--- BEGIN TEXT SHOWN ---

= Proving ground =

Place or situation where thing or person is tried or tested

A proving ground is an installation or reservation in which technology such as weapons, military tactics and automobile prototypes are experimented with or tested. Proving grounds can be operated by government bodies or civilian industries. They are distinct from military training areas which are run by the military and intended for the routine training and exercising of troops across the terrain.

== Military and government ==

=== Australia ===

- Monegeetta Proving Ground, Victoria, Australia (54 km north of Melbourne)

=== Germany ===
- Peenemünde Army Research Centre, WW2 guided missile and rocket development and testing centre

===Portugal===
- Field Firing Range of Alcochete, Lisbon and Tagus Valley region, an artillery and bombing range facility opened in 1904, under Portuguese Air Force control since 1993, but also used by other military branches and law enforcement agencies for training purposes. With a surface area of 7,539 hectares, it is located roughly 30 km east of Lisbon. This proving ground is planned to close and relocate (possibly to Mértola, Alentejo) owing to the construction of Luís de Camões Airport (planned to open in 2034).

=== Russia / Former Soviet Union ===
In Russia, a designated area is usually called a "polygon".

--- END TEXT SHOWN ---
--- BEGIN DATASET RECORDS ---

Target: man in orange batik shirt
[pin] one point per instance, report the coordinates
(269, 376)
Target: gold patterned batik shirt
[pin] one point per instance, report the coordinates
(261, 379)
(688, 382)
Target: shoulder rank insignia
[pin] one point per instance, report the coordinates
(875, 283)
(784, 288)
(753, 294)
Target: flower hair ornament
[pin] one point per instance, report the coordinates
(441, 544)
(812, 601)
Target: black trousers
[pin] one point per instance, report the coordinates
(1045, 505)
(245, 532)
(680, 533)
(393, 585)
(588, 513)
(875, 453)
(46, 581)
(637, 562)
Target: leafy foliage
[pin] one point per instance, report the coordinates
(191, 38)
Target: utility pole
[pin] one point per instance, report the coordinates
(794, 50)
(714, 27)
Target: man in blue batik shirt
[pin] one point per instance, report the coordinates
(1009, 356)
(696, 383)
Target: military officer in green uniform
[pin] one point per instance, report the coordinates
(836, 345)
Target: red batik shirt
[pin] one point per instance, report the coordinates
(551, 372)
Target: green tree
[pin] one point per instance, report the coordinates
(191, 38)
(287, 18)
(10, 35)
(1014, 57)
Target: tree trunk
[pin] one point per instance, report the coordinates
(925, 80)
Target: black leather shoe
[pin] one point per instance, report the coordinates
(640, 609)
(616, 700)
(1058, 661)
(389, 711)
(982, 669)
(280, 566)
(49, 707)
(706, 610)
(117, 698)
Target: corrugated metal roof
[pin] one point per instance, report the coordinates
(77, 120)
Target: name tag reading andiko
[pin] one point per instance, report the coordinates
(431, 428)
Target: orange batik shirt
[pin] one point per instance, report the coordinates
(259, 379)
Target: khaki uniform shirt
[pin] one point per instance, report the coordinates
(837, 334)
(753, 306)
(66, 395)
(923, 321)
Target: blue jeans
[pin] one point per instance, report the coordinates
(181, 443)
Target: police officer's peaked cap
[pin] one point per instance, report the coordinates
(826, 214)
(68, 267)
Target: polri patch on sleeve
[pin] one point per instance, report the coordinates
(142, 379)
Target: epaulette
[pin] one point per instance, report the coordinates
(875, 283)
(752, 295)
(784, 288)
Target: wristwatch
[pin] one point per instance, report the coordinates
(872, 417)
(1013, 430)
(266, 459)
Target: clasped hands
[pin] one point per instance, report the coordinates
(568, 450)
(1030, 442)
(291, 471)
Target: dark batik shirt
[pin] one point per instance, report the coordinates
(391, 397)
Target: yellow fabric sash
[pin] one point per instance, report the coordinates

--- END DATASET RECORDS ---

- _COMPLETE THE FOLLOWING_:
1/ In the proving ground text, how far from Lisbon is the Field Firing Range of Alcochete?
2/ Please count the lines of the records that contain the word "blue" and give only that number.

- _SOLUTIONS TO THE PROBLEMS_:
1/ It is roughly 30 km east of Lisbon.

2/ 2